======== DATA FOR PROCESSING

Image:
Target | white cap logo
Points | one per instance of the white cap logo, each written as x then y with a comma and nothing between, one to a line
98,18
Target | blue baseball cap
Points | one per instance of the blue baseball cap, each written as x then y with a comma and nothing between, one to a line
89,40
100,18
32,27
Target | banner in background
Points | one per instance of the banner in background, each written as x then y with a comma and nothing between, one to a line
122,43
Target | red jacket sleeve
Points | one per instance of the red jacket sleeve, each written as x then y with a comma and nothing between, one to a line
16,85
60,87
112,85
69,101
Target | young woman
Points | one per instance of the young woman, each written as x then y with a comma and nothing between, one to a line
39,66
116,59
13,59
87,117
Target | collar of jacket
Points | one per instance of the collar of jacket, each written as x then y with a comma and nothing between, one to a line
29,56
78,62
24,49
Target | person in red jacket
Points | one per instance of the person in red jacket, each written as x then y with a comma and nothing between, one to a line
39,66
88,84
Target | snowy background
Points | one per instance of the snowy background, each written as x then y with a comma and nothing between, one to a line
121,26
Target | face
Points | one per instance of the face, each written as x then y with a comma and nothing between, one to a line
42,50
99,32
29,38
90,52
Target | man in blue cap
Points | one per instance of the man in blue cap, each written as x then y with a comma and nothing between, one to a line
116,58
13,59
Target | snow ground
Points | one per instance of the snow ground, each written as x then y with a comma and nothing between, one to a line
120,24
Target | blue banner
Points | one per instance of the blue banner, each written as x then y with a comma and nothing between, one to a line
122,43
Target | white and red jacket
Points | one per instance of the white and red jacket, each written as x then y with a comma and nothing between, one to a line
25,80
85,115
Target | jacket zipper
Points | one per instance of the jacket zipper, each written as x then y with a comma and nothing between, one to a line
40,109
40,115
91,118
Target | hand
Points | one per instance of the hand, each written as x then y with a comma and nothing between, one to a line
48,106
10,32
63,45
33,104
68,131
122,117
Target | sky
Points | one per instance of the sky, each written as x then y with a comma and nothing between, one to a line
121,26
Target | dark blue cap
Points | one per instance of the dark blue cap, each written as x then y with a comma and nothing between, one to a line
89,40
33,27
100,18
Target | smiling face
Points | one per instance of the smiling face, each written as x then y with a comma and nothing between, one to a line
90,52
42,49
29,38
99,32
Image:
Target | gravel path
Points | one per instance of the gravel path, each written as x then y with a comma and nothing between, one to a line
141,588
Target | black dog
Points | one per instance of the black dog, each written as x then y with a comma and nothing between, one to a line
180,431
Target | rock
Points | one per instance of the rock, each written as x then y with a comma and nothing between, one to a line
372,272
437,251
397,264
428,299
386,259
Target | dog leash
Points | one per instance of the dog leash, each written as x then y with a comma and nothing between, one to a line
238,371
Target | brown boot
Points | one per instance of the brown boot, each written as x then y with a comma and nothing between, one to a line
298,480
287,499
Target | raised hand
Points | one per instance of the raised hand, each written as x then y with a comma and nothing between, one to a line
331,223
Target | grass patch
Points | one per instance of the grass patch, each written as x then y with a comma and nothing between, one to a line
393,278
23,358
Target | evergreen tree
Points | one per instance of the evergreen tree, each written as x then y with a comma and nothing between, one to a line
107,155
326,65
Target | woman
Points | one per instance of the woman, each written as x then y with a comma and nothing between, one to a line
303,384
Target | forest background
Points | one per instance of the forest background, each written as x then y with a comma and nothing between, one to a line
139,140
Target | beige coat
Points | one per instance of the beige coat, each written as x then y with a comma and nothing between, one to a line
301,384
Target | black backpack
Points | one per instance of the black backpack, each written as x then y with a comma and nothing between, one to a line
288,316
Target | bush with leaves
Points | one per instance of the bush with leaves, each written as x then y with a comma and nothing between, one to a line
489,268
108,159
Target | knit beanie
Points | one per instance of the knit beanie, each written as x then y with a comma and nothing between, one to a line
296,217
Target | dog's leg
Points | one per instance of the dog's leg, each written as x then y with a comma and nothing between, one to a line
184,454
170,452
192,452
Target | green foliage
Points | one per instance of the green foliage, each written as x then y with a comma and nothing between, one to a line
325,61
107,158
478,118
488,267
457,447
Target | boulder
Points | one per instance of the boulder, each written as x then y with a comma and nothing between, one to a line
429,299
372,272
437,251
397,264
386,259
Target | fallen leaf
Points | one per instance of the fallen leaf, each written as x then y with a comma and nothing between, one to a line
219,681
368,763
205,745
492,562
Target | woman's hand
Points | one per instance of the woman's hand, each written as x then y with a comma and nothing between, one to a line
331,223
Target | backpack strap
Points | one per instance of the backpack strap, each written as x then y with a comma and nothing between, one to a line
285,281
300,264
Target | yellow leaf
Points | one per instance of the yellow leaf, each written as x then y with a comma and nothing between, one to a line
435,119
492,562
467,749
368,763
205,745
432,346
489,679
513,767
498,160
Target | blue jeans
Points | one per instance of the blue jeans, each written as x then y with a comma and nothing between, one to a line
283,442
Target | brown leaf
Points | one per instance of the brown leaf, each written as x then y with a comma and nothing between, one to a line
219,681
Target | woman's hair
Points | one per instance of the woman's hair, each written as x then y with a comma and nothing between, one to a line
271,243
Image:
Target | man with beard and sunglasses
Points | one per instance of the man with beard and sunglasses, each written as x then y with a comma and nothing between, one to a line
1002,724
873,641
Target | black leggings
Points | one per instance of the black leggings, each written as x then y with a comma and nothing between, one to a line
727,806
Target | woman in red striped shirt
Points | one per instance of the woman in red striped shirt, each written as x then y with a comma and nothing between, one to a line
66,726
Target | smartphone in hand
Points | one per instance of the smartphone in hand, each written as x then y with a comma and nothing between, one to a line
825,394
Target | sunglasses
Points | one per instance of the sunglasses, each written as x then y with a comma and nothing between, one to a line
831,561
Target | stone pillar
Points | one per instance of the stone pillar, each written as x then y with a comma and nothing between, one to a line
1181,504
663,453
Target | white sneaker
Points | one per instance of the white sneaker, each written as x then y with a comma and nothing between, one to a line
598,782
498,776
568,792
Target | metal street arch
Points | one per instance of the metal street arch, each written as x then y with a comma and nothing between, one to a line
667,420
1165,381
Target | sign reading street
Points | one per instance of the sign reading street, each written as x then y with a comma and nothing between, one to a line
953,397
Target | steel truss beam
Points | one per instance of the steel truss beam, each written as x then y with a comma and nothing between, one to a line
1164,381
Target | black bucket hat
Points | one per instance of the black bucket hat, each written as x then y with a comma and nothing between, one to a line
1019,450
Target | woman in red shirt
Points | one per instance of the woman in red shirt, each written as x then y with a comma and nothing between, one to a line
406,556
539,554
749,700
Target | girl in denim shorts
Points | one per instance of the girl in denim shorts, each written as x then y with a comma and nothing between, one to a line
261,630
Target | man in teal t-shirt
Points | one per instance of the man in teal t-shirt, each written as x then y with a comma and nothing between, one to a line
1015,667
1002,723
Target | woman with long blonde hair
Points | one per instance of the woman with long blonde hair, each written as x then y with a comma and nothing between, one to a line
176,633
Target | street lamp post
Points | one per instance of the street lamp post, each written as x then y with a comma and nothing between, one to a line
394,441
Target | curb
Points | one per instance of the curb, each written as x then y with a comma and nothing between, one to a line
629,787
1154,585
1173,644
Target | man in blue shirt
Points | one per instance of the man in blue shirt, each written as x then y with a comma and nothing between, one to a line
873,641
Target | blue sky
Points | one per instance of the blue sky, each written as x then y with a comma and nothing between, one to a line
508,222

================

§ EXERCISE TASK: Reproduce every item above word for word, keeping each line in its original order.

§ FINISHED ANSWER:
Image:
Target | white cap logo
Points | one per instance of the white cap logo, each written as x then y with a comma and nothing between, one to a line
98,18
Target | blue baseball cap
Points | one per instance of the blue baseball cap, each written as x then y with a comma and nothing between, one to a line
89,40
100,18
32,27
Target | banner in background
Points | one per instance of the banner in background, each written as x then y with a comma and nothing between, one to a line
122,43
Target | red jacket sleeve
Points | one per instance of the red jacket sleeve, each written as x then y with a comma and nothing between, one to a line
16,85
60,87
112,85
69,101
Target | young woman
Points | one per instance of the young woman, each written as x then y with a comma and nothing between, one to a line
39,66
116,59
13,59
87,117
Target | collar of jacket
Points | one per instance of the collar of jacket, each written as x then y with a comma and nothing between, one to a line
29,56
78,62
24,49
Target | person in red jacket
Points | one per instance of the person in red jacket, each written as x then y with a comma and nothing between, one to a line
39,66
88,84
Target | snowy background
Points | one per instance of the snowy background, each written as x then y with a comma and nothing between, one to a line
121,26
Target | face
Points | one per instance of the face, each written as x then y with a comma and nothing between, one to a line
42,50
99,32
29,38
90,52
Target | man in blue cap
Points | one per instance of the man in blue cap, each written as x then y with a comma and nothing between, one to a line
116,58
13,59
Target | snow ground
Points | one per instance of the snow ground, each written as x then y with a comma and nothing between, one to a line
120,24
Target | blue banner
Points | one per instance of the blue banner, each written as x then y with a comma and nothing between, one to a line
122,43
Target | white and red jacket
Points | one per instance of the white and red jacket, each written as x then y with a comma and nothing between, one to a line
25,80
85,115
Target | jacket zipper
Points | one per instance of the jacket zipper, each written as x then y with a comma and nothing between, one to a line
40,109
40,115
91,118
Target | hand
Points | one per instance of the hand, each written as x then y with a comma and nothing between, one to a line
48,106
10,32
63,45
33,104
68,131
122,117
Target | sky
Points | one per instance of the sky, each written as x then y with a comma and nothing between, one to a line
121,26
Target | dark blue cap
Points | one per instance of the dark blue cap, each written as x then y with a comma and nothing between, one to a line
89,40
33,27
100,18
Target | smiling face
Points | one per instance of the smiling face, each written as x then y with a comma and nothing between, one to a line
90,52
42,49
29,38
99,32
Image:
Target | gravel path
Points | one per instance of the gravel path, each written as x then y with a comma and nothing between, one to a line
141,588
Target | black dog
Points | one per instance of the black dog, each written as x then y with a comma and nothing between, one to a line
180,431
Target | rock
Points | one per instance of the rock, each written as x then y with a comma and nothing between, one to a line
372,272
437,251
397,264
428,299
386,259
Target | dog leash
Points | one per instance of the dog leash, each written as x then y with a comma and nothing between, one to a line
238,371
Target | brown boot
Points | one per instance of the brown boot, each written as x then y with a comma and nothing between, one to a line
298,480
287,499
Target | raised hand
Points | one per instance of the raised hand, each written as x then y with a comma and nothing between, one to a line
331,223
Target | grass patch
Points | one per instance of the grass patch, each written as x then y with a comma and nothing between, one to a line
393,278
23,358
Target | evergreen tree
Points | one per instance of the evergreen tree, each written as x then y with a comma and nothing between, one to a line
107,155
326,65
Target | woman
Points | one per instance of the woman, each written as x then y with a comma and nothing between, one to a line
303,384
Target | forest background
Points | one per instance of the forest background, each written as x then y with a comma and nothing between, one to a line
139,140
Target | beige coat
Points | one per instance of the beige coat, each written as x then y with a comma and nothing between, one to a line
301,384
Target | black backpack
Points | one per instance of the black backpack, each written as x then y with a comma and nothing between, one to a line
288,316
Target | bush with leaves
Points | one per instance of the bush with leaves, each written as x then y with a comma and nothing between, one to a line
489,268
108,159
Target | knit beanie
Points | one per instance of the knit beanie, each written as x then y with a comma and nothing between, one to a line
296,217
Target | dog's leg
Points | one per instance of the dog's leg, each written as x then y with a comma and nothing between, one to a line
184,454
170,452
192,452
Target | green foliage
Points | one per instance of the green foliage, each written as x then y with a comma and nothing between, one to a line
325,61
107,158
478,118
488,267
457,447
Target | boulder
Points | one per instance of the boulder, each written as x then y with a comma and nothing between, one to a line
429,299
372,272
437,251
397,264
386,259
Target | fallen leaf
Points | one per instance of the fallen leaf, each written as x then y with a comma and nothing between, one to a line
219,681
368,763
205,745
492,562
Target | woman's hand
Points | one per instance of the woman's hand, each written as x then y with a comma and nothing between, one to a line
331,223
Target | backpack strap
Points | one per instance of the backpack strap, each written as x then y with a comma and nothing between, one to a line
285,281
300,264
Target | yellow leaf
Points | one per instance of the yellow leaf, each written as x then y with a comma and nothing between, one to a line
435,119
492,562
467,749
368,763
205,745
432,346
489,679
513,767
498,160
Target | blue jeans
Points | one per instance of the blue jeans, each written as x then y with a comma and nothing between, one to a line
283,442
Target | brown leaf
Points | one per instance of the brown leaf, each written as x then y with a comma and nothing between, one to a line
219,681
Target | woman's hair
Points | one per instance of the woman's hair, each written as x then y with a comma and nothing between, one to a line
271,243
Image:
Target | man with beard and sunglasses
Points | one per instance of the man with beard and sunglasses, each written as x then y with a comma and nothing between, one to a line
1002,724
873,641
Target | black leggings
Points | one per instance of the black leggings, each written as x then y with a comma and nothing between, one to a line
727,806
Target | woman in red striped shirt
Points | one per instance of the woman in red striped shirt, each written as x then y with a comma and nothing between, one to a line
66,726
Target | smartphone in hand
Points | one per instance of the smartphone in hand, each written as x then y with a comma and nothing between, one to a line
825,394
Target | sunglasses
Points | one per instance of the sunglasses, each written as x then y with a comma and nothing between, one to a line
831,561
Target | stone pillar
Points | one per instance of the stone pillar, each written as x then y with a comma and nothing between, one to a line
1181,504
663,453
Target | white sneaker
Points | one per instance of the white sneaker, each written as x then y with a comma and nothing between, one to a line
598,782
498,776
568,792
Target | metal street arch
Points | one per instance of the metal street arch, each written as x then y with a comma and nothing between, one to a line
667,420
1165,381
Target | sign reading street
Points | one per instance of the sign reading street, each written as x then y with a comma and nothing between, one to a line
953,397
Target | steel truss beam
Points | one per instance of the steel truss beam, each written as x then y with a comma and nothing between, one to a line
1164,381
Target | black bucket hat
Points | one per instance of the black bucket hat, each written as x then y with a comma and nothing between, one to a line
1019,450
Target | woman in red shirt
Points | one per instance of the woman in red shirt, each written as x then y with a comma and nothing between, one to a line
406,556
539,554
749,700
Target | girl in denim shorts
Points | one per instance of the girl in denim shorts, each written as x then y with a comma and nothing between, one to a line
261,630
Target | man in teal t-shirt
Points | one per instance of the man in teal t-shirt, each written as x then y with a comma and nothing between, one to a line
1015,667
1002,723
Target | woman with long blonde hair
Points | one per instance of the woman with long blonde hair, each written as x then y with a comma and nothing between, one to a line
176,633
Target | street lamp post
Points | one per instance of the street lamp post, each written as x then y with a comma and nothing between, one to a line
394,441
Target | curb
Points | one per instance of the curb, each written as x then y with a comma and nothing between, one to a line
629,787
1154,585
1173,644
Target | man in blue shirt
Points | one per instance of the man in blue shirt, each written as x then y with a comma and nothing between, one to a line
873,641
Target | blue sky
Points | one per instance of the blue sky, each written as x then y with a comma and nothing between, one to a line
508,222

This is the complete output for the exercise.